> **INSTRUCTIONS FOR THE TASK**:
From the first record below to the last, retype each one exactly.

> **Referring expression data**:
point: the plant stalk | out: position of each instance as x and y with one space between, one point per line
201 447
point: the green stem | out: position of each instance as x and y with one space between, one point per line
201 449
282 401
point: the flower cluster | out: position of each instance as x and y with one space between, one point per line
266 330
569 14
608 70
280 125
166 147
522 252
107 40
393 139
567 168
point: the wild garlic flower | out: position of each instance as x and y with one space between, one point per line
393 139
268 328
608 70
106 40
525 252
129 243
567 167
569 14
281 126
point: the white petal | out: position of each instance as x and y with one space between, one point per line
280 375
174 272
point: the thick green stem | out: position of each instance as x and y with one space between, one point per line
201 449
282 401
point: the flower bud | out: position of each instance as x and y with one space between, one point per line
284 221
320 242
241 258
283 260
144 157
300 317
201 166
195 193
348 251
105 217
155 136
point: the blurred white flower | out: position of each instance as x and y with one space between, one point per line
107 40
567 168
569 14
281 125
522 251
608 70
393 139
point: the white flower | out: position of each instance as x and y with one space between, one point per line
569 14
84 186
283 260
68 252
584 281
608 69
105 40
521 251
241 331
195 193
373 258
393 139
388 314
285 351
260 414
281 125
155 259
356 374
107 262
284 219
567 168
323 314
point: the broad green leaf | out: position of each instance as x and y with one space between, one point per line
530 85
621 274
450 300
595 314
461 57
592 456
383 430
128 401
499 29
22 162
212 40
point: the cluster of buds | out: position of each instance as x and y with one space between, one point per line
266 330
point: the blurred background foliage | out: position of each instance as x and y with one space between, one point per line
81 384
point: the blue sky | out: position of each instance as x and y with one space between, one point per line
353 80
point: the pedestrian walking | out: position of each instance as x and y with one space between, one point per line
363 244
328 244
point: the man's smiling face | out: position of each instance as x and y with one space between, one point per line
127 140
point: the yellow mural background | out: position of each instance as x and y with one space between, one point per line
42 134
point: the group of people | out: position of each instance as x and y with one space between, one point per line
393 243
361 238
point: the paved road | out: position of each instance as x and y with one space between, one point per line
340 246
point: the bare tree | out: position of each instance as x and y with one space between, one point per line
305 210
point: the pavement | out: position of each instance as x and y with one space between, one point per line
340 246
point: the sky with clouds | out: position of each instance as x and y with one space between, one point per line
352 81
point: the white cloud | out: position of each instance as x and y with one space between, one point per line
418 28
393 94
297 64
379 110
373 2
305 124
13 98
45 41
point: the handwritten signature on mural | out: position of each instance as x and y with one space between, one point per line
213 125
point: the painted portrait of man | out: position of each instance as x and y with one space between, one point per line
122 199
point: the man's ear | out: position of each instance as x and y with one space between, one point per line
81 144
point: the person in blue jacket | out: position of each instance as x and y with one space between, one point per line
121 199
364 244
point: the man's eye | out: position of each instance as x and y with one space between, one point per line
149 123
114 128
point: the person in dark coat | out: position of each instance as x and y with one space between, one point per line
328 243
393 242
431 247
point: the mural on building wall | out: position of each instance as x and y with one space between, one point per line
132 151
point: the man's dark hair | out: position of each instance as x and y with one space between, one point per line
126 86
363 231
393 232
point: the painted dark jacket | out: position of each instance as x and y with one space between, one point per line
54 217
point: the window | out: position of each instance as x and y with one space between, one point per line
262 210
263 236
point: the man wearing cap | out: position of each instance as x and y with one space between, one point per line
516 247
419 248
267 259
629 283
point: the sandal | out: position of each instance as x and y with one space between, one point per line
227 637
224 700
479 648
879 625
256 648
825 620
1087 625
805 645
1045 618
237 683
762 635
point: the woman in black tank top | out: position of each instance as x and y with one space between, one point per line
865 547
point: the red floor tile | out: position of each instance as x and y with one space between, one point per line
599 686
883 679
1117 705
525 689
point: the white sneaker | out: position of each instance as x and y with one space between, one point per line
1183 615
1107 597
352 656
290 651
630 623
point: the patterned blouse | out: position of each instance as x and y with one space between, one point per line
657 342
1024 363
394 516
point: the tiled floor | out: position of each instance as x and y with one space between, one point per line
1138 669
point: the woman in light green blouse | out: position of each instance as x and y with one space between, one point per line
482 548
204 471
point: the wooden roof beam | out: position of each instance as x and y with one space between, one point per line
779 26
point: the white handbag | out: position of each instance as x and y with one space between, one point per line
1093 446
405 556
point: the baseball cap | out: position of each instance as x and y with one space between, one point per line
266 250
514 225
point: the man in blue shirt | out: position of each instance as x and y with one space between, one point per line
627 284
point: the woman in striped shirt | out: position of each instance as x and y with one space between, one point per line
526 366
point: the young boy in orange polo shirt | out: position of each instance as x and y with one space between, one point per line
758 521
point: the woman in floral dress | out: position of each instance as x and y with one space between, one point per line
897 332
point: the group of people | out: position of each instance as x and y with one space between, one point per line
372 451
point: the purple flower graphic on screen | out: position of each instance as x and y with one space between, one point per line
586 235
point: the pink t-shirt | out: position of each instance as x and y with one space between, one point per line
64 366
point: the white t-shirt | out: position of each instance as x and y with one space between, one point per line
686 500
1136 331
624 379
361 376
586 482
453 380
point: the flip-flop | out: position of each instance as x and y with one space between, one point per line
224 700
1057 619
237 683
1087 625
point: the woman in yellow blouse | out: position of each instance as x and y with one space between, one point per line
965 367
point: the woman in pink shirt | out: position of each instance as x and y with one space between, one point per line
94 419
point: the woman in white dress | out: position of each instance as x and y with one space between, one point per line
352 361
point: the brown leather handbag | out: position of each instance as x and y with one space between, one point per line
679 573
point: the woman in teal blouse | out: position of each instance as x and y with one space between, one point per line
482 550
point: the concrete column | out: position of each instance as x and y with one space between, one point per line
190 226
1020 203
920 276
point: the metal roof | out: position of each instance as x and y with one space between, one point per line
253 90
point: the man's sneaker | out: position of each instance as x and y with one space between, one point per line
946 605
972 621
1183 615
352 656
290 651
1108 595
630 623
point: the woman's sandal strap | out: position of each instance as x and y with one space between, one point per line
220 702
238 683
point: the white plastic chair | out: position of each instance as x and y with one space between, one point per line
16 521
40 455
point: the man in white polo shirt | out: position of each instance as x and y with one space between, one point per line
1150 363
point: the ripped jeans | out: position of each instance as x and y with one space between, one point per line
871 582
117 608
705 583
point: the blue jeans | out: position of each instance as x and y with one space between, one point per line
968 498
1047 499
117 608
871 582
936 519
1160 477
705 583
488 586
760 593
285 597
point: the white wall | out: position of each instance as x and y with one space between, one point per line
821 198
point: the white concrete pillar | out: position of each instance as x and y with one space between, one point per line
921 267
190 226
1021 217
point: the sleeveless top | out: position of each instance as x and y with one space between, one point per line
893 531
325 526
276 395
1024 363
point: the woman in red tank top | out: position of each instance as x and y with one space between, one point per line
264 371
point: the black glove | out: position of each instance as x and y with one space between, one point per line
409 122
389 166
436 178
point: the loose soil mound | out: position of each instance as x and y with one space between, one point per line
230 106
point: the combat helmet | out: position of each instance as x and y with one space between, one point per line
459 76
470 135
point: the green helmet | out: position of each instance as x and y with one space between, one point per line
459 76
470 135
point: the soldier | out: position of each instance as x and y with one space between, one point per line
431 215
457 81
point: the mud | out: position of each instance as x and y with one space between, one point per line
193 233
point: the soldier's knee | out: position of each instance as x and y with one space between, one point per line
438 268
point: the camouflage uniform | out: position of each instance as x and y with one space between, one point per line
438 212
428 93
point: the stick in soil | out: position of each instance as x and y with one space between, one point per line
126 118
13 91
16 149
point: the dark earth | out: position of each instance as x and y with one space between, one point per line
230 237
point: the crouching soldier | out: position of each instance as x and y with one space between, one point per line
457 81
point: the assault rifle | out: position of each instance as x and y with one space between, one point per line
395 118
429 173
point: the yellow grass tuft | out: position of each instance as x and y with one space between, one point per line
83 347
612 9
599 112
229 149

> **EXERCISE SOLUTION**:
point: the plant stalk | out: position of each instance as x and y with one space between, one point per line
201 447
point: the green stem | out: position of each instance as x and y with one space between, one point per line
201 449
282 401
point: the flower cluster | out: position of each instance as x and y with one space between, one point per line
266 330
569 14
608 70
280 125
166 147
522 252
107 40
393 139
567 168
point: the wild garlic flower | out: position of each instance as x and y with one space between, one point per line
393 139
268 328
608 70
106 40
525 252
129 243
567 167
569 14
281 126
point: the white petal | out: position of each instance as x and y with one space between, one point per line
280 375
174 272
point: the thick green stem | out: position of each instance as x and y with one space between, one point per line
201 449
282 401
point: the flower bud | out: position of each instance as x and y with one space between, one point per line
284 221
320 242
241 258
283 260
144 157
300 317
201 166
195 193
348 251
105 217
155 136
point: the blurred white flower | out: position of each instance as x and y with one space between, one point per line
107 40
567 168
569 14
281 125
522 251
608 70
393 139
point: the white flower | out: position of each instance as x and y with one space between, one point per line
569 14
84 186
283 260
68 252
584 281
608 69
105 40
521 251
241 331
195 193
373 258
393 139
388 314
285 351
260 414
281 125
155 259
356 374
107 262
284 219
567 168
323 314
point: the broad green leaf | out: position of each instance as x and y with one space between, one point per line
530 85
621 274
450 300
595 314
461 57
592 456
383 430
128 401
499 29
22 162
212 40
point: the cluster of buds | out: position of each instance as x and y with one space between, one point per line
266 330
point: the blurred background foliage | out: position of each instance as x and y with one space between, one point per line
81 384
point: the blue sky | out: position of each instance as x and y with one space between, one point per line
353 80
point: the pedestrian walking | out: position of each instance as x and y with one space between, one point per line
363 244
328 244
point: the man's smiling face | out: position of each instance as x and y with one space between, one point per line
127 140
point: the yellow mural background | out: position of each instance as x and y with one space between, one point per line
42 134
point: the group of people | out: position of each instance as x and y with one space between, one point per line
393 243
361 238
point: the paved road | out: position of each instance as x and y with one space between, one point per line
340 246
point: the bare tree | out: position of each instance as x and y with one space between, one point per line
305 210
point: the pavement | out: position of each instance as x and y with one space between, one point per line
340 246
point: the sky with clouds | out: position of each instance as x and y with one space between, one point per line
352 81
point: the white cloud | out: position of each instance as x and y with one space between, one point per line
418 28
393 94
297 64
379 110
373 2
305 124
13 98
45 41
point: the handwritten signature on mural | out: position of each instance as x and y with one space between, one point per line
213 125
point: the painted portrait of man | out: position of each instance as x and y with one space between, one point per line
122 199
point: the man's ear | out: position of each instance as x and y with one space between, one point per line
81 144
point: the person in blue jacket | out: position of each instance as x and y with one space between, one point per line
121 199
364 244
point: the man's eye | out: position of each instance as x and y with one space between, one point per line
149 123
114 128
point: the person in dark coat | out: position of each instance as x and y with one space between, one point per line
328 243
393 242
431 247
point: the mural on building wall | out: position of each instance as x and y with one space between, one point per line
132 151
point: the man's dark hair | out: position of each instance as x and y with one space between, one point per line
126 86
363 231
393 232
point: the painted dark jacket | out: position of each instance as x and y with one space between, one point per line
54 217
point: the window | out: position of each instance as x and y with one space between, one point per line
262 210
263 236
point: the man wearing cap | out: position of each instance as x and y with one space between, one point per line
516 247
419 248
267 259
629 283
point: the sandal | out: position of each instance as x and y with one space between, one point per line
227 637
224 700
479 648
879 625
256 648
825 620
1087 625
805 645
1045 618
237 683
762 635
point: the woman in black tank top | out: position of each instance as x and y with one space between, one point per line
865 547
point: the red floor tile | out: position of each instance as x and y with one space between, one point per line
599 686
883 679
1117 705
525 689
point: the white sneaker | out: position of each instance as x and y with one space between, one point per line
1183 615
1107 597
352 656
290 651
630 623
point: the patterned blouse | out: position of each instance as x and y with one space between, one point per line
657 342
1024 363
394 516
point: the tiled floor | out: position of each instance as x and y with one space between, one point per line
1138 669
point: the woman in light green blouse | out: position of each instance as x and y with one space between, one point per line
482 548
204 471
point: the wooden roof beam | out: position of each instance as x and y with one space between, one point per line
779 26
point: the white handbag | out: position of each instance as x and y with one space between, one point per line
1093 446
405 556
point: the baseball cap | out: position of each instance as x and y with one space between, one point per line
266 250
514 225
point: the man in blue shirt | out: position of each instance as x and y with one space between, one point per line
627 284
point: the woman in striped shirt | out: position of each instance as x and y with one space between, one point per line
526 366
point: the young boy in orange polo shirt | out: position of each instance as x and y with one space between, one point per line
758 521
point: the woman in floral dress | out: position of each instance as x and y with one space between, one point per line
897 332
point: the group of people | out: position of each instance as x and y with one space between, one point per line
372 451
point: the purple flower graphic on screen | out: position of each instance as x and y with one space between, one point per line
586 235
point: the pink t-shirt | out: position of each instance as x and y with one space between, one point per line
64 366
point: the white t-shirt | out: position of each instance as x and y with one space between, one point per line
686 500
1136 331
624 379
361 376
586 482
453 380
point: the flip-flop | out: position of each instance as x and y with one space between, one point per line
224 700
1057 619
237 683
1087 625
point: the woman in yellow blouse | out: position of each instance as x and y with one space between, one point per line
965 367
point: the woman in pink shirt | out: position of each instance as x and y with one space between, one point per line
94 419
point: the woman in white dress | out: position of each instance as x and y with one space between, one point per line
352 361
point: the brown leather handbag | out: position of each instance as x and y with one space between, one point per line
679 573
point: the woman in teal blouse | out: position of each instance as x and y with one space between, one point per line
482 550
point: the concrete column | out: position of each instance as x and y with one space between, one point per line
190 226
1020 203
920 276
point: the metal roof | out: position of each instance as x and y with one space between, one point per line
253 90
point: the man's sneaker | out: position of each instance as x and y with one space between, one point per line
946 605
972 621
1183 615
352 656
290 651
1108 595
630 623
point: the woman's sandal strap | out: position of each instance as x and y with one space between, one point per line
220 702
238 683
point: the white plastic chair | out: position of each instance as x and y with one space between, one point per line
16 521
40 455
point: the man in white polo shirt | out: position of each instance as x and y with one space between, one point per line
1150 363
point: the ripped jeans | out: position of each instance as x and y with one space between, one point per line
871 582
117 608
705 583
point: the blue jeans | out: position of each instance as x and y with one space between, one point per line
968 498
1047 499
117 608
871 582
936 519
1160 477
705 583
488 586
760 593
285 597
point: the white wall | out: position of each instance as x and y with one space between, one point per line
821 198
point: the white concrete pillar | out: position of each instance as x and y with one space between, one point per line
921 267
190 226
1021 217
point: the sleeveless top | out: position of each instance as x and y with one space between, one point per line
893 531
325 526
276 395
1024 363
point: the woman in red tank top | out: position of each instance as x and y with one space between, one point per line
264 371
point: the black glove | out: position of each instance as x and y with one space between, one point per line
409 122
389 166
436 178
point: the loose soil mound | out: position of each instance as x and y with one space between, one point per line
230 106
point: the combat helmet | out: position of each instance as x and y with one space between, one point per line
459 76
470 135
point: the green helmet | out: position of each instance as x and y with one space between, one point per line
459 76
470 135
point: the soldier | out: position of each instance as x and y with one space between, one point per line
431 215
457 81
point: the mud | out: position of each instance as x and y with one space between, one point per line
193 233
point: the soldier's knee | out: position of each instance as x and y with one space between, one point per line
438 268
point: the camouflage uniform | out: position of each instance as x and y with one space between, one point per line
438 212
428 93
point: the stick in soil | out: position of each instance as x and y with one space between, one point per line
126 118
13 91
16 149
point: the dark earth | out: position of each instance as x and y with one space between, one point per line
230 237
point: the crouching soldier | out: position of each instance as x and y with one space between, one point per line
457 81
point: the assault rifle | out: position of each instance as x and y with one space between, one point per line
395 118
429 173
point: the yellow grass tuft | out: position of each instance as x and y with one space between, one point per line
83 347
612 9
599 112
229 149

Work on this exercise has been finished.